### Short problem
Turn the entries below into a numbered list with one item per line, leaving out any blank lines.

### Material provided
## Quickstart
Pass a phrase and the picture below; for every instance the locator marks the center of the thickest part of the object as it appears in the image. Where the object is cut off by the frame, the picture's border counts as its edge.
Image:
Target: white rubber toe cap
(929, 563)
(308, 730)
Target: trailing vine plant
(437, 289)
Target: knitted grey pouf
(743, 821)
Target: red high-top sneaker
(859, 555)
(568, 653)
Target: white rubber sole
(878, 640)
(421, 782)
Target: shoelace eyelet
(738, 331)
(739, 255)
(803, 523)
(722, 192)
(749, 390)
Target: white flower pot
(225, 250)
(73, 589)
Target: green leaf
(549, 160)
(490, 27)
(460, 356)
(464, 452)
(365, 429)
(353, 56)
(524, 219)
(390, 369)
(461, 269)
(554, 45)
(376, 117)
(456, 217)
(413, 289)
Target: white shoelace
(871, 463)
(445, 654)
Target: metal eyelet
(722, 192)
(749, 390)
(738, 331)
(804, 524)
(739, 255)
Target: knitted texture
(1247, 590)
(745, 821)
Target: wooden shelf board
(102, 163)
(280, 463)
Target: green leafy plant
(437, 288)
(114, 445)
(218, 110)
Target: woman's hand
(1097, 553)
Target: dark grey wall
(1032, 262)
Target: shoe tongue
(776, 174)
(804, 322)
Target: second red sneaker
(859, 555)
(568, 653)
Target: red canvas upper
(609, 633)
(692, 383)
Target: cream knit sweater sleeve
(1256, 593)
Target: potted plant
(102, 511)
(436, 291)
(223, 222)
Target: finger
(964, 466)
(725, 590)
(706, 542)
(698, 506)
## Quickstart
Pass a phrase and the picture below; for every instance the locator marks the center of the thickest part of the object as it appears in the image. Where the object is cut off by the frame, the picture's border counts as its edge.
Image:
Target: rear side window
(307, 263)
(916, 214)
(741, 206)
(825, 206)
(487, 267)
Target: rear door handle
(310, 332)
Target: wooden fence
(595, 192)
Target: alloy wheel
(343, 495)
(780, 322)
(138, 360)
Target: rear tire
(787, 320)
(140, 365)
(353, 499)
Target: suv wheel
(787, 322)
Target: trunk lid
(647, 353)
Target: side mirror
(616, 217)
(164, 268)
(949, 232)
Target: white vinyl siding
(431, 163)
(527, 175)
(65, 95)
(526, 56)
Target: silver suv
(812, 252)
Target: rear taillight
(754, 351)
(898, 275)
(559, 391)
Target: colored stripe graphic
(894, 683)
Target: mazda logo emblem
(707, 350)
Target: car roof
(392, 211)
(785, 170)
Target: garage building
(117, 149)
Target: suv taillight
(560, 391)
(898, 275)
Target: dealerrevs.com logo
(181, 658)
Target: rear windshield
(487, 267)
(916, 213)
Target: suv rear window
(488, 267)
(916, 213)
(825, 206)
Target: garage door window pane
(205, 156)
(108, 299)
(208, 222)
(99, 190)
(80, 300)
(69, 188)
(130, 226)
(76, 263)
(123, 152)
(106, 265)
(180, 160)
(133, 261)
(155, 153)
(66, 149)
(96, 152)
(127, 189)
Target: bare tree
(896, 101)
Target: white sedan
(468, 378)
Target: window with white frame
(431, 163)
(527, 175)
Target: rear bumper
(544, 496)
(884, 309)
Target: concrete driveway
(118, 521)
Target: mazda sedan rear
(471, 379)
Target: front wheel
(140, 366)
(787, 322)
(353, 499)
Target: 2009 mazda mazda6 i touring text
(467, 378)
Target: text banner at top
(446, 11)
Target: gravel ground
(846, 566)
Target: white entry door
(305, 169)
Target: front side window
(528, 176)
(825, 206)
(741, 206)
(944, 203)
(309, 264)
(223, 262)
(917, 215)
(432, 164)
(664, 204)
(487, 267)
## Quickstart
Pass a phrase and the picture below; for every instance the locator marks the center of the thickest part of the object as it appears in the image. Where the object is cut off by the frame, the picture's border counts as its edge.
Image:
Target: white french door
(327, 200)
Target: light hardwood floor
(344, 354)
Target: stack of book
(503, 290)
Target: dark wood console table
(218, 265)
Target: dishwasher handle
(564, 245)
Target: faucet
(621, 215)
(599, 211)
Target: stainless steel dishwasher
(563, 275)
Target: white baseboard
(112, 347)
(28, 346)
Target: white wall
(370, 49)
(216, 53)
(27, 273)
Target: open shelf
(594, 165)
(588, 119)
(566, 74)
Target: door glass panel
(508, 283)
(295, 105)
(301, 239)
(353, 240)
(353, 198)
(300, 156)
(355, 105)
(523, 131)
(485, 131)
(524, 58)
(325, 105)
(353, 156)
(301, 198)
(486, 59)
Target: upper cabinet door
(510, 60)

### Written answer
1. ## Quickstart
2. Pass a phrase and the picture below; for every instance the locator marks the center of the thickest part of the object as it appears in the image. Where the object is cut off by the frame, the picture's border counts as its edge.
3. Image:
4. Target: white rubber toe cap
5. (929, 563)
6. (308, 730)
7. Target: trailing vine plant
8. (437, 289)
9. Target: knitted grey pouf
10. (743, 821)
11. Target: red high-top sneaker
12. (859, 555)
13. (568, 653)
14. Target: white rubber sole
15. (878, 640)
16. (421, 782)
17. Target: shoelace eyelet
18. (738, 331)
19. (739, 255)
20. (803, 523)
21. (722, 192)
22. (749, 390)
23. Target: white flower pot
24. (225, 250)
25. (73, 589)
26. Target: green leaf
27. (549, 160)
28. (490, 27)
29. (460, 356)
30. (464, 452)
31. (365, 429)
32. (353, 56)
33. (524, 219)
34. (390, 369)
35. (461, 269)
36. (554, 45)
37. (376, 117)
38. (456, 217)
39. (413, 289)
40. Target: white shoelace
41. (871, 463)
42. (445, 654)
43. Target: metal eyelet
44. (722, 192)
45. (749, 390)
46. (738, 331)
47. (804, 524)
48. (739, 255)
49. Target: knitted texture
50. (1247, 590)
51. (745, 821)
52. Target: wooden shelf board
53. (102, 163)
54. (280, 463)
55. Target: green leafy plant
56. (437, 288)
57. (114, 445)
58. (218, 110)
59. Target: woman's hand
60. (1097, 553)
61. Target: dark grey wall
62. (1032, 262)
63. Target: shoe tongue
64. (776, 174)
65. (804, 322)
66. Target: second red sneaker
67. (859, 555)
68. (568, 653)
69. Target: red canvas upper
70. (609, 633)
71. (692, 383)
72. Target: cream knit sweater sleeve
73. (1256, 593)
74. Target: potted plant
75. (102, 511)
76. (436, 291)
77. (223, 222)
78. Target: finger
79. (964, 466)
80. (725, 590)
81. (706, 542)
82. (698, 506)
83. ## Quickstart
84. Pass a phrase and the picture below; for every instance the locator marks the center of the thickest part of the object as it appears in the image. Where the object is cut off by the frame, the picture's border counts as its edge.
85. Image:
86. Target: rear side window
87. (307, 263)
88. (916, 214)
89. (741, 206)
90. (825, 206)
91. (487, 267)
92. Target: rear door handle
93. (310, 332)
94. Target: wooden fence
95. (595, 192)
96. Target: alloy wheel
97. (343, 495)
98. (780, 322)
99. (138, 360)
100. Target: rear tire
101. (787, 320)
102. (140, 365)
103. (353, 499)
104. Target: suv wheel
105. (787, 322)
106. Target: trunk lid
107. (647, 353)
108. Target: side mirror
109. (616, 217)
110. (164, 268)
111. (949, 232)
112. Target: white vinyl siding
113. (431, 163)
114. (527, 175)
115. (65, 95)
116. (526, 56)
117. Target: silver suv
118. (812, 252)
119. Target: rear taillight
120. (754, 351)
121. (898, 275)
122. (559, 391)
123. Target: colored stripe graphic
124. (894, 683)
125. Target: mazda logo emblem
126. (707, 350)
127. Target: car roof
128. (392, 211)
129. (785, 170)
130. Target: garage building
131. (117, 149)
132. Target: suv taillight
133. (560, 391)
134. (898, 275)
135. Target: dealerrevs.com logo
136. (181, 658)
137. Target: rear windshield
138. (487, 267)
139. (916, 213)
140. Target: suv rear window
141. (488, 267)
142. (916, 213)
143. (825, 206)
144. Target: garage door window pane
145. (205, 156)
146. (108, 299)
147. (208, 222)
148. (99, 190)
149. (80, 300)
150. (69, 188)
151. (130, 226)
152. (76, 263)
153. (123, 152)
154. (106, 265)
155. (180, 160)
156. (133, 261)
157. (155, 153)
158. (66, 149)
159. (96, 152)
160. (127, 189)
161. Target: bare tree
162. (896, 101)
163. Target: white sedan
164. (468, 378)
165. Target: window with white frame
166. (431, 163)
167. (527, 175)
168. Target: rear bumper
169. (544, 496)
170. (884, 309)
171. Target: concrete driveway
172. (118, 521)
173. Target: mazda sedan rear
174. (471, 379)
175. Target: front wheel
176. (140, 366)
177. (787, 322)
178. (353, 499)
179. Target: 2009 mazda mazda6 i touring text
180. (467, 378)
181. Target: text banner at top
182. (446, 11)
183. Target: gravel ground
184. (846, 566)
185. Target: white entry door
186. (305, 169)
187. Target: front side window
188. (528, 176)
189. (825, 206)
190. (741, 206)
191. (944, 203)
192. (309, 264)
193. (223, 262)
194. (917, 215)
195. (432, 164)
196. (664, 204)
197. (487, 267)
198. ## Quickstart
199. Pass a phrase and the picture below; for every instance the locator marks the center of the thickest part of the object as it appears in the image. Where the object is cut off by the frame, the picture's border counts as its edge.
200. Image:
201. Target: white french door
202. (327, 200)
203. Target: light hardwood floor
204. (344, 354)
205. Target: stack of book
206. (503, 290)
207. Target: dark wood console table
208. (218, 265)
209. Target: dishwasher handle
210. (564, 245)
211. Target: faucet
212. (621, 215)
213. (599, 211)
214. Target: stainless steel dishwasher
215. (563, 275)
216. Target: white baseboard
217. (112, 347)
218. (28, 346)
219. Target: white wall
220. (370, 49)
221. (216, 53)
222. (27, 273)
223. Target: open shelf
224. (594, 165)
225. (588, 119)
226. (566, 74)
227. Target: door glass panel
228. (508, 283)
229. (295, 105)
230. (301, 239)
231. (353, 240)
232. (353, 198)
233. (300, 156)
234. (355, 105)
235. (523, 131)
236. (485, 131)
237. (524, 58)
238. (325, 105)
239. (353, 156)
240. (301, 198)
241. (486, 59)
242. Target: upper cabinet door
243. (510, 60)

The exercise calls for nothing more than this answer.